**Task details:**
The entries below are to be written out again without alteration.

**The records:**
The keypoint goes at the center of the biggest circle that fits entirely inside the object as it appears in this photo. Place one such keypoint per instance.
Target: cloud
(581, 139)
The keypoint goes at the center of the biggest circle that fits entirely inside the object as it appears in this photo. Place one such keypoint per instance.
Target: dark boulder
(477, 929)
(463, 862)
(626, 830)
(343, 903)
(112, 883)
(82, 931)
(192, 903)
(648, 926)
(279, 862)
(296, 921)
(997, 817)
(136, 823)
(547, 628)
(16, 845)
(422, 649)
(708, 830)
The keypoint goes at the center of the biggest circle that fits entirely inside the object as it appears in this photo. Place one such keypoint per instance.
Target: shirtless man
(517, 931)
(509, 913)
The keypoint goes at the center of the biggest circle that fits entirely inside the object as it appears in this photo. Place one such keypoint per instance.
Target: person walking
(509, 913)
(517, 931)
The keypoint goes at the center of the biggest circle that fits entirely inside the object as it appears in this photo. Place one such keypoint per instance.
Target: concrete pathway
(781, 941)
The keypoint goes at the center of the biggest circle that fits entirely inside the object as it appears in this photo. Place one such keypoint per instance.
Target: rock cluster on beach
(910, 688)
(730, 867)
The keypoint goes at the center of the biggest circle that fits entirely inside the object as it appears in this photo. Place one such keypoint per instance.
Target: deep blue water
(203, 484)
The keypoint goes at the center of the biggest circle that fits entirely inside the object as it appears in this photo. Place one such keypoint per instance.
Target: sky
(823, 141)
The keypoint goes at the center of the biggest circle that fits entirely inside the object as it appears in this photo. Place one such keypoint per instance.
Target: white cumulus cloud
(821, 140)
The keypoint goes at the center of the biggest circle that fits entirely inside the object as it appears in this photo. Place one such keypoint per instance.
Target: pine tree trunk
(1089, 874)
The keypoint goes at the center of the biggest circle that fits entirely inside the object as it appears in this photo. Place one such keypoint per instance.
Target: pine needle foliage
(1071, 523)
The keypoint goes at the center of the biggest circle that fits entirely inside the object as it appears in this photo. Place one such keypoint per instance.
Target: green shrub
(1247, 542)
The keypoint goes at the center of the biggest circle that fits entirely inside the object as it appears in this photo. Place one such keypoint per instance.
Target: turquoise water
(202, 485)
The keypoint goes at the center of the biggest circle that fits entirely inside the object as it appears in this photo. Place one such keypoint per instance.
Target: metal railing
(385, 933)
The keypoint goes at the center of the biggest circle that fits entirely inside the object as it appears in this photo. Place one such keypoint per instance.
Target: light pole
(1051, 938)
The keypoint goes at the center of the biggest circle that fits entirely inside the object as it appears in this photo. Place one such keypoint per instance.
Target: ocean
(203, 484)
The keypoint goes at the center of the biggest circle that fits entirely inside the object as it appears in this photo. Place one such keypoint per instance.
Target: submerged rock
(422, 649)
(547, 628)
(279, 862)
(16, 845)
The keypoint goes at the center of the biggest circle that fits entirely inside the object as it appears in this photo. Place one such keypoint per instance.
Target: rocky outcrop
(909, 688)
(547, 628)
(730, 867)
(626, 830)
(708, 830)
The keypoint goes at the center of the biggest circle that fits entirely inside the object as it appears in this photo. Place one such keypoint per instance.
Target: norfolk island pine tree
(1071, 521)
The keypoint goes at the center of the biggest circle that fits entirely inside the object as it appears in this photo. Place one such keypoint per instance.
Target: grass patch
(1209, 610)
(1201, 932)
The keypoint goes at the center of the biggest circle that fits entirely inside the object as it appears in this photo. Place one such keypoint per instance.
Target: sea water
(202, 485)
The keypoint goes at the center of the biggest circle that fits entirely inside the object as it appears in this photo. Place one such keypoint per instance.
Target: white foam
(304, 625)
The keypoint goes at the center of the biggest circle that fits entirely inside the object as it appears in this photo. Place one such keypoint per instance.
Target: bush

**Reply to the task:**
The keypoint goes at the center of the biggest circle that fits entirely inside the object as it appears in this photo. Place one such keypoint per instance.
Target: cloud
(581, 139)
The keypoint goes at the center of the biggest circle that fits entirely inside the object as it appears in this photo. Place one such keypoint per instance.
Target: dark boulder
(477, 929)
(463, 862)
(626, 830)
(343, 903)
(112, 883)
(82, 931)
(192, 903)
(648, 926)
(279, 862)
(296, 921)
(997, 817)
(136, 823)
(547, 628)
(16, 845)
(422, 649)
(708, 830)
The keypoint goes at the center of the biggest circle that fits entirely inside the object as it appears in this photo. Place one such keypoint per instance.
Target: shirtless man
(517, 931)
(509, 913)
The keypoint goes at the center of the biggest circle that fits entirely inside the object as it appears in this photo. Place one such keypoint per instance.
Target: person walking
(509, 913)
(517, 931)
The keypoint goes at the center of the biggest circle that fits entirely inside the object as it appears in this photo. Place one such keypoint per instance.
Target: concrete pathway
(781, 941)
The keypoint goes at the center of the biggest circle that fits entirely inside the object as it appears in this photo. Place one such keypoint per instance.
Target: rock cluster on beach
(910, 688)
(730, 867)
The keypoint goes at the center of the biggest circle that fits entirely inside the object as it appears in this photo. Place one such keypoint per instance.
Target: deep blue water
(203, 484)
The keypoint goes at the center of the biggest circle that fits entirely inside the object as it appears in this photo. Place one such keypoint per instance.
Target: sky
(823, 141)
The keypoint goes at the center of the biggest circle that fits entirely inside the object as it appears in this photo. Place one such keypoint per instance.
Target: white cumulus cloud
(821, 140)
The keypoint goes at the center of the biggest circle that fits entirely inside the object as it appears in this photo. Place one such keypoint per instance.
Target: pine tree trunk
(1089, 874)
The keypoint goes at the center of the biggest circle that fits entirely inside the object as it appears in this photo. Place one such keypoint per instance.
Target: pine needle foliage
(1071, 523)
The keypoint goes at the center of the biggest circle that fits entirely inside the object as it appears in this photo. Place one such keypoint per instance.
Target: green shrub
(1247, 542)
The keypoint goes at the center of the biggest circle that fits entirely inside the object as it appears in this photo. Place one such keypoint per instance.
Target: turquoise water
(202, 485)
The keypoint goes at the center of the biggest circle that fits entirely inside the object as it appears in this photo. Place one such keypoint per instance.
Target: metal railing
(385, 933)
The keypoint goes at the center of the biggest circle that fits entirely inside the object as it appears in this photo. Place one such keypoint per instance.
Target: light pole
(1051, 938)
The keypoint goes at the center of the biggest circle that fits entirely inside the object as it appears in this photo. Place one such keypoint per instance.
Target: ocean
(203, 484)
The keypoint goes at the center of the biggest circle that fits entirely inside the object as it appears in this photo. Place one such keypoint per instance.
Target: submerged rock
(422, 649)
(547, 628)
(279, 862)
(16, 845)
The keypoint goes at the center of the biggest circle that fits entirely inside the object as it appears in this photo. Place one such keypoint per instance.
Target: rocky outcrop
(909, 688)
(547, 628)
(730, 867)
(626, 830)
(708, 830)
The keypoint goes at the center of the biggest circle that fits entirely inside the object as it appears in this photo. Place one such keypoint per instance.
Target: norfolk island pine tree
(1071, 521)
The keypoint goes at the center of the biggest circle that fits entirely inside the object as it appears in this photo. Place one such keypoint per instance.
Target: grass patch
(1209, 610)
(1201, 932)
The keypoint goes at the center of the biggest circle that fits entirely inside the object as it appears in this photo. Place one such keypoint per instance.
Target: sea water
(202, 485)
The keypoint goes at the center of the biggest circle that fits entirely inside the object as it appears in this photo. Place one such keypoint per instance.
Target: white foam
(304, 625)
The keypoint goes at the center of the biggest circle that fits entirely inside the object as it appears in this photo. Place one such keypoint per instance.
Target: bush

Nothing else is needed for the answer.